### Problem requirements
Please repeat only the stretch of records running from the first line through the line that contains "target | long dark hair".

### Materials provided
☆ ☆ ☆ ☆
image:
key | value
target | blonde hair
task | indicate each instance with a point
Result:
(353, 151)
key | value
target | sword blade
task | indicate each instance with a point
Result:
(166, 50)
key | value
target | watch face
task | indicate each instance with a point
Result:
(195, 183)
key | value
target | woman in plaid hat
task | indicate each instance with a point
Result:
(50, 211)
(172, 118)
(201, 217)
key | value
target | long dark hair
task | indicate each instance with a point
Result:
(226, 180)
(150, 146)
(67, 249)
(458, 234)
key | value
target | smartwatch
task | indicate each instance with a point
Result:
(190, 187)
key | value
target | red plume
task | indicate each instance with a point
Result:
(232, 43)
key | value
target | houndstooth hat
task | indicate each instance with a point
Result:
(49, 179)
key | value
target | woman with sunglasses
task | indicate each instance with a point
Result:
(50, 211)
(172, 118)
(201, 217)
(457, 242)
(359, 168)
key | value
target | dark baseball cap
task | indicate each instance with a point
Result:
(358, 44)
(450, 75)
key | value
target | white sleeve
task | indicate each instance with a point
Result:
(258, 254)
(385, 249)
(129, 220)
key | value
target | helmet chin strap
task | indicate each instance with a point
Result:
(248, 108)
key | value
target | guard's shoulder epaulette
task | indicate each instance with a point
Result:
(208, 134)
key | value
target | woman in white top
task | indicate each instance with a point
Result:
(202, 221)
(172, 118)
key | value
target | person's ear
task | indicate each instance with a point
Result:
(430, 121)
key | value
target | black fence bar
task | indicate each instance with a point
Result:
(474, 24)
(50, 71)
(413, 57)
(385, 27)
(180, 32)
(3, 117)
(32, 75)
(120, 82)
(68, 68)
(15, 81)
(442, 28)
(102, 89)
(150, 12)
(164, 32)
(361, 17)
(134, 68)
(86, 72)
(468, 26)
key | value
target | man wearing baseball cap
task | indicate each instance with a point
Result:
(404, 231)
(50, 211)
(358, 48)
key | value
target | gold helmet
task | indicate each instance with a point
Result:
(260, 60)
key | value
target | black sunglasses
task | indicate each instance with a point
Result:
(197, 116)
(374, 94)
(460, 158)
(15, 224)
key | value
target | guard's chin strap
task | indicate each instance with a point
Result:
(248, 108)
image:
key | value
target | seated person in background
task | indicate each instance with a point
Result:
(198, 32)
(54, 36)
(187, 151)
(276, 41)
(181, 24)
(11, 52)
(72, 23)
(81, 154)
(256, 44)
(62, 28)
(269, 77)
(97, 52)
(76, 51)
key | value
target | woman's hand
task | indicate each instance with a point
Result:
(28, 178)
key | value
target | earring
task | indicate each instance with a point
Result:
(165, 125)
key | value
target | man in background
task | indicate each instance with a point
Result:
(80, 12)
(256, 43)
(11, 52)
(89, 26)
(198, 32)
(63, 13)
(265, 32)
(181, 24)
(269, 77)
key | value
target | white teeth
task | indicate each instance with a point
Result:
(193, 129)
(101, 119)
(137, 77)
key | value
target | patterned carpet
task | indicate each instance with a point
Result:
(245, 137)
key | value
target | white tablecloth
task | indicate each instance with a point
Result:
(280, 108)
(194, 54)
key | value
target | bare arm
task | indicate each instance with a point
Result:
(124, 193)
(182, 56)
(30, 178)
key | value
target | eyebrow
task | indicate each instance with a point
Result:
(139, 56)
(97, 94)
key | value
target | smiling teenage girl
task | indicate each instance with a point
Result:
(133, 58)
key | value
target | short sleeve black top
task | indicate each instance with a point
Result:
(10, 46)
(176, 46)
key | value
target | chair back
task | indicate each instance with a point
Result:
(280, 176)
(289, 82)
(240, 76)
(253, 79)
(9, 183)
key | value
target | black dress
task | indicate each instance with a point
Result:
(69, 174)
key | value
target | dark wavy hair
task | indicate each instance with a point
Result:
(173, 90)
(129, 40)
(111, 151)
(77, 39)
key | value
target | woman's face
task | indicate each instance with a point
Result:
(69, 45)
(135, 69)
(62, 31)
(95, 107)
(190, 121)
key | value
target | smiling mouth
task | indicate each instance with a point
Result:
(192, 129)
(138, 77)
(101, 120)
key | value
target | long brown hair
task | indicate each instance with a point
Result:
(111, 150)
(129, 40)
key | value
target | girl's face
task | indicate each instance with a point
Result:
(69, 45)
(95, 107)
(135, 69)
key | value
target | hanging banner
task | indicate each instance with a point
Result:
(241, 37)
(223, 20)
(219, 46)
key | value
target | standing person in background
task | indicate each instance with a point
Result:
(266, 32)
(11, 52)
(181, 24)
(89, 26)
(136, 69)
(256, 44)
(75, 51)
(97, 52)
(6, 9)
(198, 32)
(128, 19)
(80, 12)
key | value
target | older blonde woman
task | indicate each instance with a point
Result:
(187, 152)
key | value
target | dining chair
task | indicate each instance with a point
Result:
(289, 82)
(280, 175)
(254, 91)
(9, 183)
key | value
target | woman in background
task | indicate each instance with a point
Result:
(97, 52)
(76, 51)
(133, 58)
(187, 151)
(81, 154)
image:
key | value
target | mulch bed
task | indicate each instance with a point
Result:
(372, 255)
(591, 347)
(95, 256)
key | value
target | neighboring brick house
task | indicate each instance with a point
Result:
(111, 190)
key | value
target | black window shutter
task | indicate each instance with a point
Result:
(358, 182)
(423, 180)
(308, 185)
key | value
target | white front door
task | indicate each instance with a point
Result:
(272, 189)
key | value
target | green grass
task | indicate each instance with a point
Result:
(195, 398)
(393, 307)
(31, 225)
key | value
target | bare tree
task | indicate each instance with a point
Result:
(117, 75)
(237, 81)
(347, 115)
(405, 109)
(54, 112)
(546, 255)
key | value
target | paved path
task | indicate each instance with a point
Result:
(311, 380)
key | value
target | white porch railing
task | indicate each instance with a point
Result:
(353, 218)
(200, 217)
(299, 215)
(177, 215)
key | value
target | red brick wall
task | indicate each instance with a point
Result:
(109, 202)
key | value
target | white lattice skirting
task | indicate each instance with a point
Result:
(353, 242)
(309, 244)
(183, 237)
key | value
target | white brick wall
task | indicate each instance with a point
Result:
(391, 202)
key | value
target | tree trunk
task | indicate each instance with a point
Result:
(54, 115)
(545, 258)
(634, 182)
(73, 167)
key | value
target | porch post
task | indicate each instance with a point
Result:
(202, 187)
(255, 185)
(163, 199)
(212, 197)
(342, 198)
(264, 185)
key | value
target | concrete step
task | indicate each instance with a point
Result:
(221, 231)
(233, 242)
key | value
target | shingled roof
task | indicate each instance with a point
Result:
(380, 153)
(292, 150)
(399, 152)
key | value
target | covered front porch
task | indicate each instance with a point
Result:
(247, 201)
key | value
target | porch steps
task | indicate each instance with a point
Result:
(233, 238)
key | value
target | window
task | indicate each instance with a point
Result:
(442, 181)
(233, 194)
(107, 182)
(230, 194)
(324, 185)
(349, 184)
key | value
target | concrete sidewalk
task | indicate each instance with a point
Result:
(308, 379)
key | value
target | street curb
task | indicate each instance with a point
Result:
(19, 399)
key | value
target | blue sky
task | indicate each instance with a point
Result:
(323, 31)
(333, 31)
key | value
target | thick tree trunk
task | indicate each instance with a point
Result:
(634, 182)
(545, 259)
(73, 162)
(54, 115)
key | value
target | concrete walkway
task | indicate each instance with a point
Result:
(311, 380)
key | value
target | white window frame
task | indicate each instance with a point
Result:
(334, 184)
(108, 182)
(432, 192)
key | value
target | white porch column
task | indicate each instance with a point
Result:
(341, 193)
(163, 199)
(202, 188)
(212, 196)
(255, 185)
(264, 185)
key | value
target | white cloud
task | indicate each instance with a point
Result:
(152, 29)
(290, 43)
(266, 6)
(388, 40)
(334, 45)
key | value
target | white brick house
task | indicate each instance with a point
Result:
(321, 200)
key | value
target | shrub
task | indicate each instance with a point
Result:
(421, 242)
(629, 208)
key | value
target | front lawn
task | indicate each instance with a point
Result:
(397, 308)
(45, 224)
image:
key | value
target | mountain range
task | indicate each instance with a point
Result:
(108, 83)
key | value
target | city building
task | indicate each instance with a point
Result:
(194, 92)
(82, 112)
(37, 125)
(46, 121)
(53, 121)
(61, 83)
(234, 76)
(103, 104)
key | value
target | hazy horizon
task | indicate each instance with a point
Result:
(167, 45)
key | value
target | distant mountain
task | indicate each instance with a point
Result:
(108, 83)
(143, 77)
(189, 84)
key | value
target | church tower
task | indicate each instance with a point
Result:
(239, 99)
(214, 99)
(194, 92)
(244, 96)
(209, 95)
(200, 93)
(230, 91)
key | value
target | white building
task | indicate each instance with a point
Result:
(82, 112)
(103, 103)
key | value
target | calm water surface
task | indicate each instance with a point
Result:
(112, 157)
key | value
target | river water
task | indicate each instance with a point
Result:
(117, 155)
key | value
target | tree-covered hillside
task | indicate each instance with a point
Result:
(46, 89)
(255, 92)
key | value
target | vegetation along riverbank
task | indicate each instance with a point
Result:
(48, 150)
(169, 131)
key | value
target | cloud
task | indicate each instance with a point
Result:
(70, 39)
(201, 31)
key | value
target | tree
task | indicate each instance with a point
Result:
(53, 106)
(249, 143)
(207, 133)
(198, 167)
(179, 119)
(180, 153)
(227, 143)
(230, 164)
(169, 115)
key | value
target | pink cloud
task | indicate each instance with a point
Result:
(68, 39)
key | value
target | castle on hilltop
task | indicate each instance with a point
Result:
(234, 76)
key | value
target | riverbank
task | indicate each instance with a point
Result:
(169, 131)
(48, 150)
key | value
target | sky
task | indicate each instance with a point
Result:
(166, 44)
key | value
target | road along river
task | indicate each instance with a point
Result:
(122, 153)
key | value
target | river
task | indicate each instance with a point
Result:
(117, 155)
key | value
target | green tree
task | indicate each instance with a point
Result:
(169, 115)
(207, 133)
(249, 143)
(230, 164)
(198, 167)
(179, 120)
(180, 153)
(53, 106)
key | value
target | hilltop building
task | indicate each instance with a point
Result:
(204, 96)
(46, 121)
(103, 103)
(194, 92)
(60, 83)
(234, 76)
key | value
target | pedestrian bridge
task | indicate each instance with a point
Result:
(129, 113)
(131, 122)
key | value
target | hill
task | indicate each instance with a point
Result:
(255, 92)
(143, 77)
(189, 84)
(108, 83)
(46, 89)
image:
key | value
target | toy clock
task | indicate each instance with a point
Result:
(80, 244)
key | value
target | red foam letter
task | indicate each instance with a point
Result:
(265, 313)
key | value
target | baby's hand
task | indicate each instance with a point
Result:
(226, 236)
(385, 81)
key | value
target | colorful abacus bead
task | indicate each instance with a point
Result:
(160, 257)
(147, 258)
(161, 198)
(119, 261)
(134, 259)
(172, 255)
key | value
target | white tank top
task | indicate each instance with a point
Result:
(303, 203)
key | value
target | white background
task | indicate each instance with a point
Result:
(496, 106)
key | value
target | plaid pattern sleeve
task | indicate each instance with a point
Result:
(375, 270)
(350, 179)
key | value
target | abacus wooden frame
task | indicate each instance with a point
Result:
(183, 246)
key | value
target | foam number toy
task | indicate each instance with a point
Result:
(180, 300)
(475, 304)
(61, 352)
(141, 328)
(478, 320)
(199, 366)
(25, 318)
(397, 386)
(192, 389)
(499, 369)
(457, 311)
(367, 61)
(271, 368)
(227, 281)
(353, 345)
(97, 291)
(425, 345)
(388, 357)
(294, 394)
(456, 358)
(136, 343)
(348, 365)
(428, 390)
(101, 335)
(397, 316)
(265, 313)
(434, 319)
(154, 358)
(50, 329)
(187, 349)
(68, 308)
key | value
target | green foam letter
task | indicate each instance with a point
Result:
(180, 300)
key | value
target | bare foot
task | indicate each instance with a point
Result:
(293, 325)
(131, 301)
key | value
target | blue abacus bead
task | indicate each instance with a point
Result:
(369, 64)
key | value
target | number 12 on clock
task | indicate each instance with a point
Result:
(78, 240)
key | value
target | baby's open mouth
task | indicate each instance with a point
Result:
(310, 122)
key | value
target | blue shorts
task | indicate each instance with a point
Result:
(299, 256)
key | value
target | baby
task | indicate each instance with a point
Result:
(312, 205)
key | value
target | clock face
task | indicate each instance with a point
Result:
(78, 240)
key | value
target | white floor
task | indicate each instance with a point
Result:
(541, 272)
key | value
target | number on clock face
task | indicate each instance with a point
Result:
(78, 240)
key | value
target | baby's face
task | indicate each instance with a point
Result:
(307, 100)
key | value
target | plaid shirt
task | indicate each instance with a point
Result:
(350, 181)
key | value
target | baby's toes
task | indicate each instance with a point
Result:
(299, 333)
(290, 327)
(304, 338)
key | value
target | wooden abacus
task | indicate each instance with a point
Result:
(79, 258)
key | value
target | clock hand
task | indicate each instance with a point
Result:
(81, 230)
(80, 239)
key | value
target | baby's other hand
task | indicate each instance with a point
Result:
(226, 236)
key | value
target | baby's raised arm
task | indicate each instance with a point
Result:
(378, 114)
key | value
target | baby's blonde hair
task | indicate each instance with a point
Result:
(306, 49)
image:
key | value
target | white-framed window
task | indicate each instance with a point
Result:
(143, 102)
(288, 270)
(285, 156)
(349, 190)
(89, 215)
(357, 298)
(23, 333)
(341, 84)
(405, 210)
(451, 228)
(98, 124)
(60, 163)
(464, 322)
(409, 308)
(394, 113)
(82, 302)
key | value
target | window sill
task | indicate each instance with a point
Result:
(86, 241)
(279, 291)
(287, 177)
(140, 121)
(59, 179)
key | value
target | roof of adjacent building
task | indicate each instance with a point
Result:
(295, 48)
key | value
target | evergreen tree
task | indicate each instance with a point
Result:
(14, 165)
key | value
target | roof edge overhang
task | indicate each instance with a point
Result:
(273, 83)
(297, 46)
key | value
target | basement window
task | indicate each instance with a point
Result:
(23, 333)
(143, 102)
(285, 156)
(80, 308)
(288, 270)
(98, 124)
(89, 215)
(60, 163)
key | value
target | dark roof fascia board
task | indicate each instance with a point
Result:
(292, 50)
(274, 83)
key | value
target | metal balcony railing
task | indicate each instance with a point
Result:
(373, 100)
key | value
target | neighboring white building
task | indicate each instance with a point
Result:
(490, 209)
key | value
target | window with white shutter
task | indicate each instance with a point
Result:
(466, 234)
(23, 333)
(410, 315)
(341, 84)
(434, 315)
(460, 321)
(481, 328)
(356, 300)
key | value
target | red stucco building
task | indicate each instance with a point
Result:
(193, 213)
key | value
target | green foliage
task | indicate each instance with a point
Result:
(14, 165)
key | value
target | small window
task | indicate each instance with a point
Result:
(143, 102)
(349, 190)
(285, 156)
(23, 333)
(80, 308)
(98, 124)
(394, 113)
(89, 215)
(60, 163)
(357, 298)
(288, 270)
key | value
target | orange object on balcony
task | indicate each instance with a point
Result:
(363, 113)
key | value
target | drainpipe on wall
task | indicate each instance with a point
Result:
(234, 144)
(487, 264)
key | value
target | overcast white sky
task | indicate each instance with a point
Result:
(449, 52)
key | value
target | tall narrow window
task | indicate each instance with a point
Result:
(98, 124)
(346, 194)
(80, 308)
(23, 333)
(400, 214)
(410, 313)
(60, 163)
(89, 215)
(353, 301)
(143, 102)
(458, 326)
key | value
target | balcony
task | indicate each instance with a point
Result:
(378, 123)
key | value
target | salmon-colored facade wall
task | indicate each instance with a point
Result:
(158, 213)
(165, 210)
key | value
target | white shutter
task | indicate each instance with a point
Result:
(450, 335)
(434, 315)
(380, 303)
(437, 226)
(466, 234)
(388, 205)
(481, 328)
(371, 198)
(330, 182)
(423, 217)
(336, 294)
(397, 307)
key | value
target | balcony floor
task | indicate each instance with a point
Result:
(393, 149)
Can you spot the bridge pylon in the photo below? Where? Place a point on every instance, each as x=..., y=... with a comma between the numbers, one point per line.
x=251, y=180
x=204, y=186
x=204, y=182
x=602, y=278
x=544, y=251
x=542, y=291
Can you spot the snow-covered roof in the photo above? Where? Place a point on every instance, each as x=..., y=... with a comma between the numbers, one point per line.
☆ ☆ ☆ ☆
### Completed exercise
image:
key | value
target | blonde hair
task | indicate each instance with a point
Result:
(353, 151)
key | value
target | sword blade
task | indicate each instance with a point
Result:
(166, 50)
key | value
target | watch face
task | indicate each instance with a point
Result:
(195, 183)
key | value
target | woman in plaid hat
task | indicate each instance with a point
Result:
(50, 211)
(172, 118)
(201, 217)
key | value
target | long dark hair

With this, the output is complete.